-- THE PROBLEM --
Reproduce the listing below word for word, from the line containing "of the stone" through the end of the listing, including both the first and last lines.

====== MATERIAL FOR THE TASK ======

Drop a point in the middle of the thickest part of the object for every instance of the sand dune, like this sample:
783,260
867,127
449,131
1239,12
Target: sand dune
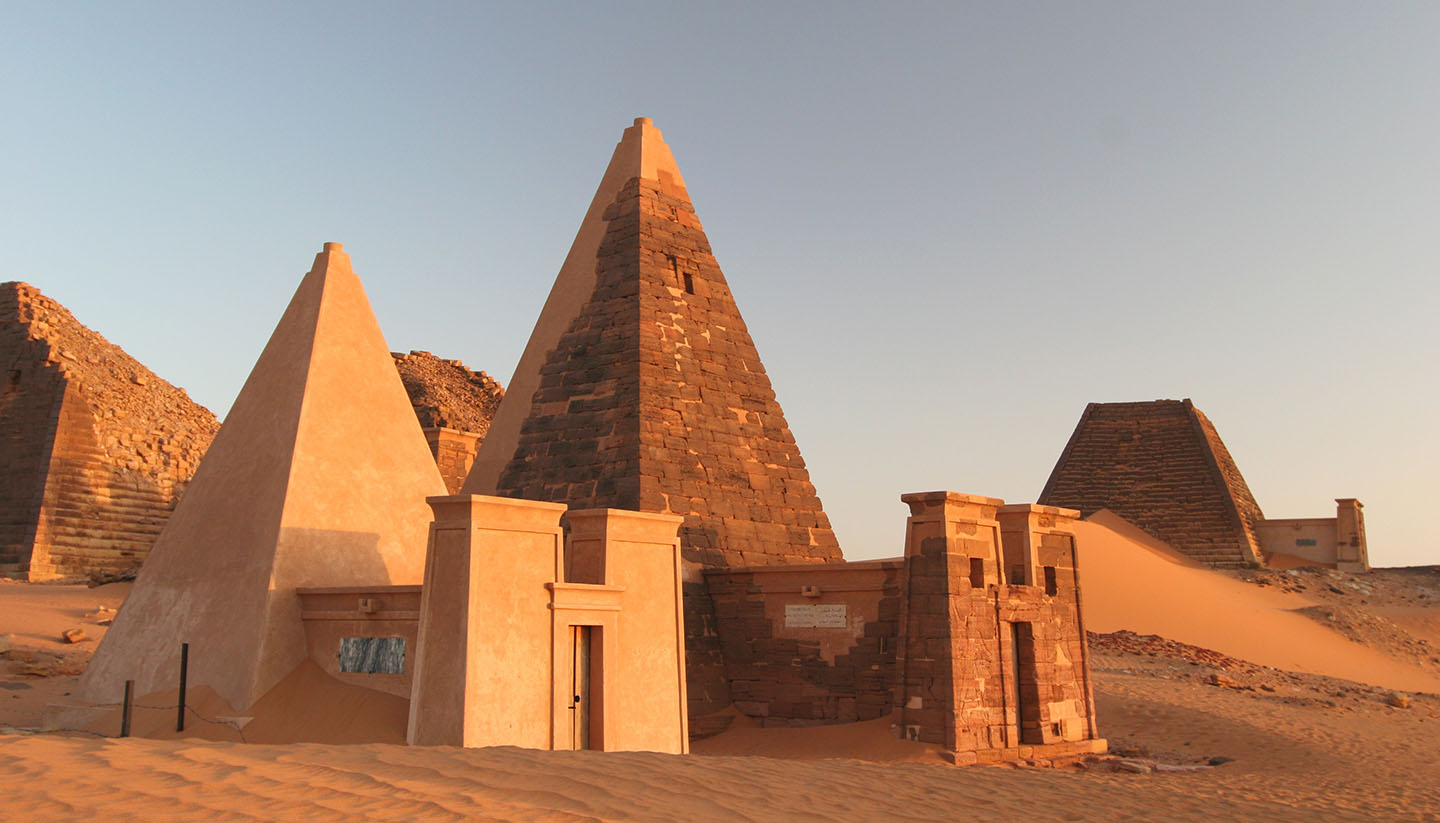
1303,748
1146,589
1293,763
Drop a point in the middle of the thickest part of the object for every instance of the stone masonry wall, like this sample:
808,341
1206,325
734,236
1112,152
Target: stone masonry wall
454,406
785,672
655,400
1162,466
102,446
982,658
448,394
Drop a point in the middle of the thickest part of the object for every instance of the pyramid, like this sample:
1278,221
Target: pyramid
318,476
1162,466
97,448
641,387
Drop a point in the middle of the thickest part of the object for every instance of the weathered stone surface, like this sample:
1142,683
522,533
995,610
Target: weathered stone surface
298,491
654,397
97,448
641,389
1162,466
454,406
445,393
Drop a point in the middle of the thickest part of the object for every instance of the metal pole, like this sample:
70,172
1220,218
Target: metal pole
124,711
185,664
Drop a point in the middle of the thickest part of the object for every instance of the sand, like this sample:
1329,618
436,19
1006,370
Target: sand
1303,723
1128,586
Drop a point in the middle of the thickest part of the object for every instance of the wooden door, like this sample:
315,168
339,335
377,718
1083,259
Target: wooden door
581,705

======

-- FINAL ANSWER --
Drop a point in the middle of the thickest part of the object for every instance of the stone masonry wall, like this sample:
808,341
1206,325
734,236
1112,152
Target: stone masonry wall
454,406
785,672
655,400
1162,466
102,446
982,658
448,394
Drop a point in the middle of the thickest part of the object for every instance of the pyramid, like this sample:
1278,221
Target: pyramid
318,476
1162,466
97,448
641,387
Drop a point in the middle of the thickest part of the object for every instance of the weathered stone surface, like this sample:
1142,683
522,533
995,610
Target: weathered stone surface
298,491
654,397
97,448
641,389
1162,466
454,406
445,393
Drop a point in the middle of the thickest part of the object for every instance of the metal pole, like this sample:
70,172
1220,218
Target: metal pole
124,711
185,664
Drop a point in the middle of the thickest part of the object for every instance of the sand, like this sample:
1329,618
436,19
1006,370
Target: sand
1303,723
1128,586
Drop a point in the middle of the thickest part of the object for every instance of the wooden door, like this sample:
315,168
339,335
377,718
1083,259
Target: wooden door
581,705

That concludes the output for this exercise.